## DATASET CONTENT
◇ ◇ ◇ ◇ ◇ ◇ ◇
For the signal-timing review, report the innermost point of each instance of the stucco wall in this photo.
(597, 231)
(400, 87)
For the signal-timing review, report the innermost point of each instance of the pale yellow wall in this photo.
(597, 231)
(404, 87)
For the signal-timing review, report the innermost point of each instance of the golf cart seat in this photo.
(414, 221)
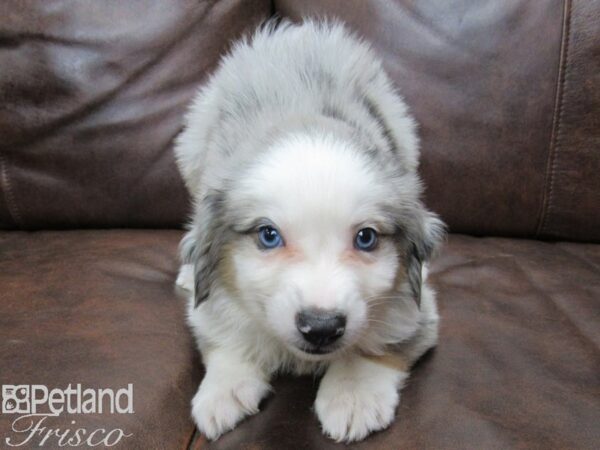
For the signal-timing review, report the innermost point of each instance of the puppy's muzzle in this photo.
(320, 328)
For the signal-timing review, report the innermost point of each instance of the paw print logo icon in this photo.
(15, 399)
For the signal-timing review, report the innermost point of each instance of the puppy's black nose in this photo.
(319, 327)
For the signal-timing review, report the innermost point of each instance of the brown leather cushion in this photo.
(516, 367)
(92, 95)
(100, 309)
(507, 95)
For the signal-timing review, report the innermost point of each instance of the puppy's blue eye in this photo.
(366, 240)
(269, 237)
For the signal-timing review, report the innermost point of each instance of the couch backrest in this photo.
(92, 94)
(507, 95)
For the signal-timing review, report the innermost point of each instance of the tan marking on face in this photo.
(226, 270)
(353, 256)
(286, 253)
(401, 273)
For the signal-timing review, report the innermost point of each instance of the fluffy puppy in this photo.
(306, 248)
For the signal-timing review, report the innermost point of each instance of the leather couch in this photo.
(507, 94)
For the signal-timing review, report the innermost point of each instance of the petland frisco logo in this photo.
(37, 408)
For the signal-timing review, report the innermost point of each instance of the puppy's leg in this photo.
(356, 397)
(185, 279)
(231, 390)
(359, 394)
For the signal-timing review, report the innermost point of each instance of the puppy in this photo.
(306, 248)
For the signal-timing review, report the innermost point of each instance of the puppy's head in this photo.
(318, 241)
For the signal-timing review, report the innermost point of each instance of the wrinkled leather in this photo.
(99, 308)
(92, 95)
(517, 364)
(506, 93)
(481, 79)
(572, 202)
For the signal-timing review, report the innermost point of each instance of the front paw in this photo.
(351, 408)
(219, 405)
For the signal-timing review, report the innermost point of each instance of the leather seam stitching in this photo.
(557, 129)
(11, 203)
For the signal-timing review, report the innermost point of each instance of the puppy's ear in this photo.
(422, 246)
(211, 235)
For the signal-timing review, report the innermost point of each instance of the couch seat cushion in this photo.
(517, 365)
(98, 308)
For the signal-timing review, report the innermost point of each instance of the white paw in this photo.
(350, 408)
(185, 279)
(217, 407)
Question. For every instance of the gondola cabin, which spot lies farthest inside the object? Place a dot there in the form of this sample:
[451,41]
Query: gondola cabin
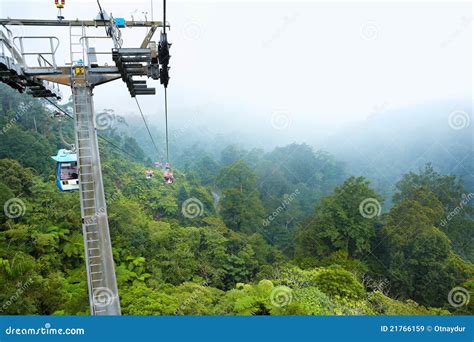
[67,173]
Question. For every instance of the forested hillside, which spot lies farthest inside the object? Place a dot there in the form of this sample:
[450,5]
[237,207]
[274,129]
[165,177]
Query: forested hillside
[285,232]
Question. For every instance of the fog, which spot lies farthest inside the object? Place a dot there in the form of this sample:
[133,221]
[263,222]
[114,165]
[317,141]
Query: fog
[284,71]
[364,81]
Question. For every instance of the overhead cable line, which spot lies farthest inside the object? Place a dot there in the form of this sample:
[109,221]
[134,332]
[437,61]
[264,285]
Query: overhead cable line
[146,125]
[100,136]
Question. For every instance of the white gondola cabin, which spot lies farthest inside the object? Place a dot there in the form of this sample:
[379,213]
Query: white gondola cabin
[67,173]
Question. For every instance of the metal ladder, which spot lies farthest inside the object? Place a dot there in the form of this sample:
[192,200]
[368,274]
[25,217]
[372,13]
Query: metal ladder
[76,44]
[103,292]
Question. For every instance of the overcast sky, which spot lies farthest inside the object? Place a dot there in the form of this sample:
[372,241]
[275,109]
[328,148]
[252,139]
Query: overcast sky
[317,62]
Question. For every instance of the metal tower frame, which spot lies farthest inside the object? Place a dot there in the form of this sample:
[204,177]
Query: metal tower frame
[82,75]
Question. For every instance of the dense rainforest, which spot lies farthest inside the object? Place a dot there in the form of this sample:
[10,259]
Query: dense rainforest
[283,232]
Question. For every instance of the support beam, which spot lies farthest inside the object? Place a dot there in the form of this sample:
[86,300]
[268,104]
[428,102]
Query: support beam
[102,283]
[77,22]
◇ ◇ ◇ ◇ ◇ ◇ ◇
## EXERCISE
Repeat each record exactly, with the pictures left out.

## EXERCISE SOLUTION
For the signal-timing review, report the innermost point of each instance of the stucco wall in this photo.
(597, 231)
(400, 87)
For the signal-timing review, report the innermost point of each instance of the pale yellow wall in this photo.
(597, 231)
(404, 87)
For the signal-timing review, report the innermost point of each instance of the golf cart seat in this photo.
(414, 221)
For the signal-timing review, report the innermost point of each instance of the puppy's muzzle in this photo.
(320, 328)
For the signal-timing review, report the innermost point of each instance of the paw print logo icon in this photo.
(15, 399)
For the signal-timing review, report the innermost point of each instance of the puppy's black nose in this photo.
(319, 327)
For the signal-timing review, report the innermost point of each instance of the brown leather cushion in this photo.
(516, 367)
(92, 95)
(100, 309)
(507, 95)
For the signal-timing review, report the innermost point of each instance of the puppy's blue eye in this photo.
(366, 240)
(269, 237)
For the signal-timing review, report the innermost point of each instance of the couch backrest in this photo.
(92, 94)
(507, 95)
For the signal-timing review, report the innermost point of each instance of the tan marking on face in this photo.
(226, 270)
(353, 256)
(286, 253)
(401, 273)
For the signal-timing review, report the innermost point of each instance of the fluffy puppy in this photo.
(306, 248)
For the signal-timing review, report the innermost point of each instance of the leather couch in this photo.
(507, 94)
For the signal-timing review, report the innermost point of each instance of the petland frisco logo in this photo.
(37, 408)
For the signal-timing review, report the innermost point of each instance of the puppy's leg in this photo.
(356, 397)
(185, 279)
(231, 390)
(359, 394)
For the signal-timing review, report the innermost point of each instance of the puppy in this photo.
(306, 248)
For the signal-timing review, report the innermost point of each instance of the puppy's head in this photo.
(318, 241)
For the signal-timing review, report the innermost point of each instance of the wrinkled leather in this photo.
(99, 308)
(92, 95)
(517, 364)
(506, 93)
(481, 79)
(572, 202)
For the signal-timing review, report the innermost point of each instance of the front paw in this photo.
(351, 408)
(219, 405)
For the signal-timing review, report the innermost point of each instance of the leather seam stitching in this photo.
(557, 129)
(11, 203)
For the signal-timing review, report the innermost point of each instance of the puppy's ear in this photo.
(422, 246)
(211, 235)
For the signal-timing review, report the innermost point of each instance of the couch seat cushion in this photo.
(517, 365)
(98, 308)
For the signal-timing review, report the innermost point of each instance of the white paw in this photo.
(350, 408)
(185, 279)
(217, 407)
Question. For every instance of the gondola cabin, which spot lies farthest inside the object? Place a dot there in the form of this sample:
[451,41]
Query: gondola cabin
[67,173]
Question. For every instance of the forested hillside, which spot lies farthest inside the object? Place a dot there in the form of this sample:
[450,5]
[237,207]
[274,129]
[165,177]
Query: forested hillside
[285,232]
Question. For every instance of the fog, which spot lies farthest inside the object? Place a dot there in the form of this sample:
[133,221]
[263,222]
[114,165]
[317,141]
Query: fog
[284,71]
[364,81]
Question. For every instance of the overhead cable line, which spot lies farthest inside the object? Place a dot there in the form of this sample:
[109,221]
[134,332]
[437,61]
[264,285]
Query: overhead cable line
[146,125]
[100,136]
Question. For every instance of the white gondola cabin, which spot lies farthest inside the object? Place a dot there in the form of this sample:
[379,213]
Query: white gondola cabin
[67,173]
Question. For every instance of the metal ladder, which spot lies farthest inside the object? Place a dot there in the form of this sample:
[192,200]
[368,274]
[25,217]
[372,13]
Query: metal ladder
[76,44]
[103,292]
Question. For every instance of the overcast sky, which spot lies farthest inside the object? Place a dot there in the form of this sample:
[372,241]
[275,109]
[328,148]
[252,139]
Query: overcast sky
[317,62]
Question. For every instance of the metal tower frame, which spot lies farthest inside the object? Place a dot there in the form of this sample:
[204,177]
Query: metal tower frame
[82,75]
Question. For every instance of the dense rainforest, which spot lies farthest inside the object? Place a dot there in the form of this sample:
[10,259]
Query: dense rainforest
[283,232]
Question. For every instance of the support beam, which spot lies farthest inside the object? Place a dot there in the form of this sample:
[86,300]
[268,104]
[428,102]
Query: support beam
[102,283]
[77,22]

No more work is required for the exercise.